§ COMPLETE THE FOLLOWING
**a.** Decide whether each statement agrees with the excerpt on QE2: (i) banks lack short-term liquidity to begin lending; (ii) in 1933 the gold price was changed from $20 to $35 an ounce; (iii) Bernanke regards more fiscal stimulus as politically likely. For each one, answer yes or no and quote the words of the excerpt that decide it.
**b.** Summarize the excerpt on QE2 in three sentences.

§ EXTRACT
Hence the QED on QE2 is the Fed should instead create an environment where rates rise, meaning the return on capital rises, which will spur lending. Banks do not lack for short term liquidity to start the lending process. They lack confidence in the returns. 

The Fed cannot just raise rates; it needs to create a market driver that raises rates. And maybe it is simply incapable of doing so in this climate. The trick used in 1933 was to cause inflation by changing the gold price from 1 oz=$20 to 1 oz=$35, making Dollars inflate. 

Problem is the huge overhang of debt has not been written off yet, unlike where we were in 1933. So again, maybe the central bank is powerless to cause rates to rise via inflation prior to the debt-deflation spiral. Japan may be an exemplar of what happens when you just roll the debt overhang forward - 20 years of no growth.

My reading of Bernanke's speeches and other Fed officials is that they are quite aware of this dynamic. The big irony is Bernanke lectured Japan about this not too long ago, and now he is doing what he told them to avoid. Bernanke would prefer more fiscal stimulus, whether thru tax cuts or increased spending, and knows it is highly improbable politically. So all that is left is the Fed to the rescue.  


"stocks take too much work and have so many variables that can affect price. like some CEO getting fired for harrassing his barber, or some idiot analyst panning the stock." - Wave Rust

Sorry, but what you have indicated above in your post are merely "Excuses" to me. These stocks are highly liquid trading vehicles/proxies for what is going on in the commodity sector.

[Image point annotation entries]
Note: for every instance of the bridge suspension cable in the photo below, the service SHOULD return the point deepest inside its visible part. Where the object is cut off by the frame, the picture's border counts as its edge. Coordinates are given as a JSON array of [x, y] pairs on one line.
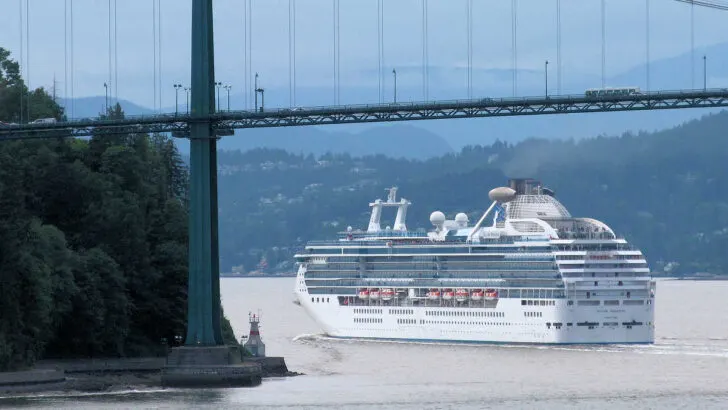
[[604, 44], [558, 47], [647, 43], [692, 45], [514, 45], [425, 54], [21, 63], [469, 75], [714, 4]]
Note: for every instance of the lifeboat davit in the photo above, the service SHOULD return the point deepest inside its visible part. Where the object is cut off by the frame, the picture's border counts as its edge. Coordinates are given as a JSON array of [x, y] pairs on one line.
[[491, 294], [477, 295], [374, 294], [448, 294], [387, 294], [433, 294]]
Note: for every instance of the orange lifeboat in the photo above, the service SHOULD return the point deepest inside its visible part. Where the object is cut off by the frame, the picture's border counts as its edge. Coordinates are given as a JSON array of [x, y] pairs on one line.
[[387, 294], [491, 294], [448, 294], [374, 294], [477, 295], [433, 294]]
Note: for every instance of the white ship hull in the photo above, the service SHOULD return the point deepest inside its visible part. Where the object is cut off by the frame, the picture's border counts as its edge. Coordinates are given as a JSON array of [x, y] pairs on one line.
[[536, 275], [507, 322]]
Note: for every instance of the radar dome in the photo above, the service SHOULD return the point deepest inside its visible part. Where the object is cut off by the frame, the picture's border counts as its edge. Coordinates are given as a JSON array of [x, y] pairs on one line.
[[437, 218], [461, 219], [502, 194]]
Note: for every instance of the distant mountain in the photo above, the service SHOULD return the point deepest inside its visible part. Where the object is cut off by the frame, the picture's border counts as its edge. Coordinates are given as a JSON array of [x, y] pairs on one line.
[[87, 107], [666, 192], [418, 139], [400, 140]]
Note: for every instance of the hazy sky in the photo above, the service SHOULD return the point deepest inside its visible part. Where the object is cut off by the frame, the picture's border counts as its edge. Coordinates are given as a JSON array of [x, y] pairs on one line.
[[536, 40]]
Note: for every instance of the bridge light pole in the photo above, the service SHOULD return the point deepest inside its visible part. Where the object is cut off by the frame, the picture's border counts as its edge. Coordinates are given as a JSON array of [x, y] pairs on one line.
[[227, 88], [176, 98], [255, 91], [187, 89], [106, 103], [218, 85], [262, 98], [394, 72]]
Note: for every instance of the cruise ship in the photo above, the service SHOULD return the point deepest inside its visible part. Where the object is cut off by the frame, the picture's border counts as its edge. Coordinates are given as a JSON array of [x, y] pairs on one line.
[[526, 272]]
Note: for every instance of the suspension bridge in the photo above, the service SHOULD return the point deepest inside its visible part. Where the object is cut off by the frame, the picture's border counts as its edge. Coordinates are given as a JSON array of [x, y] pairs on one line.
[[206, 122]]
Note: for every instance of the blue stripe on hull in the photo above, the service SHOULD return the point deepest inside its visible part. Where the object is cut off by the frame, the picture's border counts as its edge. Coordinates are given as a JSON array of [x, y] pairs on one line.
[[445, 341]]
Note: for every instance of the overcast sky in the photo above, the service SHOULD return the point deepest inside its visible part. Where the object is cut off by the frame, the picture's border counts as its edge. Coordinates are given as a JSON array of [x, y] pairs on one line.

§ ANSWERS TO THE PROBLEMS
**a.**
(i) No: "Banks do not lack for short term liquidity to start the lending process."
(ii) Yes: "changing the gold price from 1 oz=$20 to 1 oz=$35"
(iii) No: "knows it is highly improbable politically"

**b.** The excerpt argues that the Fed should instead create an environment where rates and the return on capital rise, because banks have enough short-term liquidity but lack confidence in the returns. It notes that the 1933 change in the gold price caused inflation, but today's debt overhang has not been written off, so the central bank may be powerless to raise rates through inflation. Bernanke would prefer more fiscal stimulus but knows it is highly improbable politically, and a closing reply dismisses a quoted complaint about stocks as excuses, calling these stocks liquid proxies for the commodity sector.